__DATA TO USE__.
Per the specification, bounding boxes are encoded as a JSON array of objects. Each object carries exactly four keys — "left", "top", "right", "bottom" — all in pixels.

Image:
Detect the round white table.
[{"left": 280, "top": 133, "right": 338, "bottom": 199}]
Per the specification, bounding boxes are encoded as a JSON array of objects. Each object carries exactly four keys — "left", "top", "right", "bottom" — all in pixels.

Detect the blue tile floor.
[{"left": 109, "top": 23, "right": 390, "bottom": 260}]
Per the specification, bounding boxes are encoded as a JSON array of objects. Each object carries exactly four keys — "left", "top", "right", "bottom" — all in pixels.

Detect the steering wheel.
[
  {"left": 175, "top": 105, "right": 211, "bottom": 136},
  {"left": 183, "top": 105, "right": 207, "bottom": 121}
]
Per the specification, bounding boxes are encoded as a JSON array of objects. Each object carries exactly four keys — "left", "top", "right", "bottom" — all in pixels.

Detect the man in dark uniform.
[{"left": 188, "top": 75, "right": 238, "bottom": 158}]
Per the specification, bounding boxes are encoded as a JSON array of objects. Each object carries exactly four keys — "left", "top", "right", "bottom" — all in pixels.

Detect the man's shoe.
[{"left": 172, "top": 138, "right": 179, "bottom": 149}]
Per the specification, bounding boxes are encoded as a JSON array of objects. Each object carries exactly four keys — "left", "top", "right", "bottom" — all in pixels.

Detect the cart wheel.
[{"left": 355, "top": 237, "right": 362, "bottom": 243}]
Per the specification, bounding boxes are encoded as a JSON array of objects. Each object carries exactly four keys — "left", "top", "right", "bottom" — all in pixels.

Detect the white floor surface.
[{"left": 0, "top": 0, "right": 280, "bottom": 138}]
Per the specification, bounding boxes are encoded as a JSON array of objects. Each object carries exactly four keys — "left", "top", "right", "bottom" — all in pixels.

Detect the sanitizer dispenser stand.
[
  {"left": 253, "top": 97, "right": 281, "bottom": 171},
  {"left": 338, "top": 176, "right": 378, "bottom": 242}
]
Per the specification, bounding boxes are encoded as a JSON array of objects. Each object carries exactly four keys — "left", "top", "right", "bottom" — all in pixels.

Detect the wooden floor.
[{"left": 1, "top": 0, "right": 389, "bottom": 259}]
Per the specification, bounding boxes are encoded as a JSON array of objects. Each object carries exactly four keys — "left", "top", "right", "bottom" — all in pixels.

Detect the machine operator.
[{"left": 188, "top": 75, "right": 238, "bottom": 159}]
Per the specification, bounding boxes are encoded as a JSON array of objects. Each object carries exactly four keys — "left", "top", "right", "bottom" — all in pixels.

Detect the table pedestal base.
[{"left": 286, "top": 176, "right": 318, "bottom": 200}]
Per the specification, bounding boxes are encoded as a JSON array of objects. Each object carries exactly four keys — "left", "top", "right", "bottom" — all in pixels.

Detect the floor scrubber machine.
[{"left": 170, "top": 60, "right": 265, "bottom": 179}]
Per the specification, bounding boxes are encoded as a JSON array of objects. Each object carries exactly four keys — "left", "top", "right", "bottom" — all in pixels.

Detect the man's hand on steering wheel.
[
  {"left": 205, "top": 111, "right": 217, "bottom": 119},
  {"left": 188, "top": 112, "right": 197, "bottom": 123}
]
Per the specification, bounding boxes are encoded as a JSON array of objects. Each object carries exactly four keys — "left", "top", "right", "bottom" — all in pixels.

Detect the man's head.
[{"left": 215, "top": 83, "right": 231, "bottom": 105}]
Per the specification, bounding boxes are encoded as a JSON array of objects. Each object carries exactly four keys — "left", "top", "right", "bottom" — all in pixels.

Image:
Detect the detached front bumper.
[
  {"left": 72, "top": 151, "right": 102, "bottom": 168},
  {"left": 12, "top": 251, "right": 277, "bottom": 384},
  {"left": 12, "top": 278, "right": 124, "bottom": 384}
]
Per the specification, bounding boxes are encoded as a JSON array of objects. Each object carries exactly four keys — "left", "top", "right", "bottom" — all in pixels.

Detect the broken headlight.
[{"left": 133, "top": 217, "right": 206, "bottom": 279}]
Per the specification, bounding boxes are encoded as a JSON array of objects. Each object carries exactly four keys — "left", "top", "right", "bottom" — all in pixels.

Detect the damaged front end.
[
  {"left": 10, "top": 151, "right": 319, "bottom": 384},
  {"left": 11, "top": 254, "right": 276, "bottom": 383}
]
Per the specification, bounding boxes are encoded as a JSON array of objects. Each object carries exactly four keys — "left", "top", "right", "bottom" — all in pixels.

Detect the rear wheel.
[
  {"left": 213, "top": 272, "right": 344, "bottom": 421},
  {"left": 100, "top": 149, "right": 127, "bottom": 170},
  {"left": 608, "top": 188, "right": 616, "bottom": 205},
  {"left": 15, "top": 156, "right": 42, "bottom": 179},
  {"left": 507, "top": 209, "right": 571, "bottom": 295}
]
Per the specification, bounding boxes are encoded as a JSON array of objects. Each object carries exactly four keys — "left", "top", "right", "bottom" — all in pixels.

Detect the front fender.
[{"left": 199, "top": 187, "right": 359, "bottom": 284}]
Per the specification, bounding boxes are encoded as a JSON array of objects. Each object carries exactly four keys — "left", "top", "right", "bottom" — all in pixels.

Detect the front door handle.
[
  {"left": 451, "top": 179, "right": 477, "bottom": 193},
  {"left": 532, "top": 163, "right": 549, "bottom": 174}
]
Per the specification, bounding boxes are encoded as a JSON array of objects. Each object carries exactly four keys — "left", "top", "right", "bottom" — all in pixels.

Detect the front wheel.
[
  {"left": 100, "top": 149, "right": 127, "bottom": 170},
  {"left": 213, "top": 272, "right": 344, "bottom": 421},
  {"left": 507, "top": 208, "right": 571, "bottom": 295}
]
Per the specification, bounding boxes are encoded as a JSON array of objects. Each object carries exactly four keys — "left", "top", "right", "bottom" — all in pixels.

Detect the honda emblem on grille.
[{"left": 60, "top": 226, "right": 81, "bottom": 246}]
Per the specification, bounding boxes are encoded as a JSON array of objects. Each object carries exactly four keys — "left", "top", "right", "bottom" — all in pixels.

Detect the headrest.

__REQUIRED WORK__. Would it be possible to reproduce all the entries exactly as they appear above?

__YOUR RESPONSE__.
Per the specification, bounding boxes are encoded as a JSON array of objects. Each object carries exactly four keys — "left", "top", "right", "bottom" — all in pixels.

Image:
Detect the round white table.
[{"left": 280, "top": 133, "right": 338, "bottom": 199}]
Per the specification, bounding boxes are encoded as a JSON array of objects. Each object carries exactly four keys — "left", "top", "right", "bottom" — all in pixels.

Detect the blue tile floor.
[{"left": 109, "top": 23, "right": 390, "bottom": 260}]
Per the specification, bounding boxes are encoded as a JSON array of objects. Each object carries exactly four keys — "left", "top", "right", "bottom" — all in pixels.

Detect the steering wheel.
[
  {"left": 175, "top": 105, "right": 211, "bottom": 136},
  {"left": 183, "top": 105, "right": 207, "bottom": 121}
]
Per the specification, bounding boxes are encoded as a JSON array of objects. Each object carries exactly four keys — "left", "top", "right", "bottom" — all in pixels.

Detect the man in dark uniform.
[{"left": 188, "top": 75, "right": 238, "bottom": 158}]
Per the specification, bounding boxes are encoded as a JSON array of objects. Each object carries exactly four keys — "left", "top", "right", "bottom" — all in pixels.

Detect the man's shoe.
[{"left": 172, "top": 138, "right": 179, "bottom": 149}]
Per the specification, bounding boxes are encoded as a JSON array of objects. Each object carries exactly four keys — "left", "top", "right", "bottom" — all in pixels.

Detect the cart wheel.
[{"left": 355, "top": 237, "right": 362, "bottom": 243}]
Per the specification, bounding boxes are encoded as a JSON array of objects. Each object carries exactly four keys — "left", "top", "right", "bottom" — all in pixels.

Detect the white floor surface.
[{"left": 0, "top": 0, "right": 280, "bottom": 138}]
Per the specification, bounding boxes are encoded as a JSON array of objects. Each object carries exactly four keys — "left", "top", "right", "bottom" — all in pixels.

Detect the sanitizer dispenser stand.
[
  {"left": 253, "top": 97, "right": 281, "bottom": 171},
  {"left": 338, "top": 176, "right": 378, "bottom": 242}
]
Per the specification, bounding boxes are encoded as a JSON array of objects. Each object carries exactly four keys — "left", "top", "right", "bottom" — all in pixels.

Detect the wooden floor.
[{"left": 1, "top": 0, "right": 389, "bottom": 259}]
Per the specification, bounding boxes are encoded as a JSON array of objects. Each object carries exactly four keys — "left", "top", "right", "bottom" — all in pixels.

Detect the machine operator.
[{"left": 188, "top": 75, "right": 238, "bottom": 159}]
Per the specification, bounding boxes are encoded as a JSON array of objects. Each object carries exactly four keys — "left", "top", "right", "bottom" — all in pixels.

Detect the table pedestal base.
[{"left": 286, "top": 176, "right": 318, "bottom": 200}]
Per the specification, bounding boxes are encoded as a JSON array of objects. Each object carries exactly four keys — "left", "top", "right", "bottom" — all in pixels.

Detect the floor scrubber machine.
[{"left": 170, "top": 60, "right": 265, "bottom": 179}]
Per the specification, bounding boxes are encoded as a JSON array of objects. Each object carries exactly four keys — "left", "top", "right", "bottom" — all in pixels.

Detect the man's hand on steering wheel.
[
  {"left": 205, "top": 111, "right": 217, "bottom": 119},
  {"left": 188, "top": 112, "right": 197, "bottom": 123}
]
Per the specification, bounding boxes are encoded as a JSON array of objects. Each object carries exactly four keys — "left", "top", "right", "bottom" — all in pixels.

Detect the man's head.
[{"left": 215, "top": 83, "right": 231, "bottom": 105}]
Per the specification, bounding boxes are encoded as a JSON array of objects. Each object carries exactly four keys — "left", "top", "right", "bottom" — all in pixels.

Image:
Detect the detached front bumper.
[
  {"left": 72, "top": 151, "right": 102, "bottom": 168},
  {"left": 12, "top": 251, "right": 277, "bottom": 384},
  {"left": 12, "top": 278, "right": 124, "bottom": 384}
]
Per the specification, bounding boxes are encoded as a JSON array of objects. Each object carries exactly four keys — "left", "top", "right", "bottom" — all in pixels.

Detect the broken headlight.
[{"left": 133, "top": 217, "right": 206, "bottom": 279}]
Per the specification, bounding boxes are encoded as a JSON array of objects. Each object carries exactly four keys — "left", "top", "right", "bottom" — all in pixels.

Detect the damaged front end.
[
  {"left": 10, "top": 151, "right": 319, "bottom": 384},
  {"left": 11, "top": 254, "right": 276, "bottom": 383}
]
Per the specification, bounding boxes are encoded as a JSON array of objects. Each object carries exactly four keys — "left", "top", "right", "bottom" — all in pixels.

Detect the rear wheel.
[
  {"left": 213, "top": 272, "right": 344, "bottom": 421},
  {"left": 100, "top": 149, "right": 127, "bottom": 170},
  {"left": 608, "top": 188, "right": 616, "bottom": 205},
  {"left": 15, "top": 156, "right": 42, "bottom": 179},
  {"left": 507, "top": 209, "right": 571, "bottom": 295}
]
Per the specification, bounding boxes are encoded as a JSON array of objects. Each object carries exactly four keys — "left", "top", "right", "bottom" — all in pixels.

Detect the front fender.
[{"left": 199, "top": 187, "right": 359, "bottom": 284}]
Per the specification, bounding boxes are encoded as a JSON array of objects. Each object carries exactly four keys — "left", "top", "right", "bottom" — all in pixels.

Detect the front door handle.
[
  {"left": 451, "top": 179, "right": 477, "bottom": 193},
  {"left": 532, "top": 163, "right": 549, "bottom": 174}
]
Per the specification, bounding boxes are encoded as a JSON array of objects. Each object carries exactly four keys — "left", "top", "right", "bottom" — all in pixels.

Detect the front wheel.
[
  {"left": 100, "top": 149, "right": 127, "bottom": 170},
  {"left": 213, "top": 272, "right": 344, "bottom": 421},
  {"left": 507, "top": 208, "right": 571, "bottom": 295}
]
Per the specification, bounding boxes are encoded as a JSON array of objects. Each object carries exactly four keys — "left", "top", "right", "bottom" — all in pixels.

Detect the honda emblem on grille.
[{"left": 60, "top": 226, "right": 81, "bottom": 246}]
Per the specification, bounding boxes are encoded as a JSON array of objects. Each object carries exactly four keys — "left", "top", "right", "bottom" — all in pixels.

Detect the headrest.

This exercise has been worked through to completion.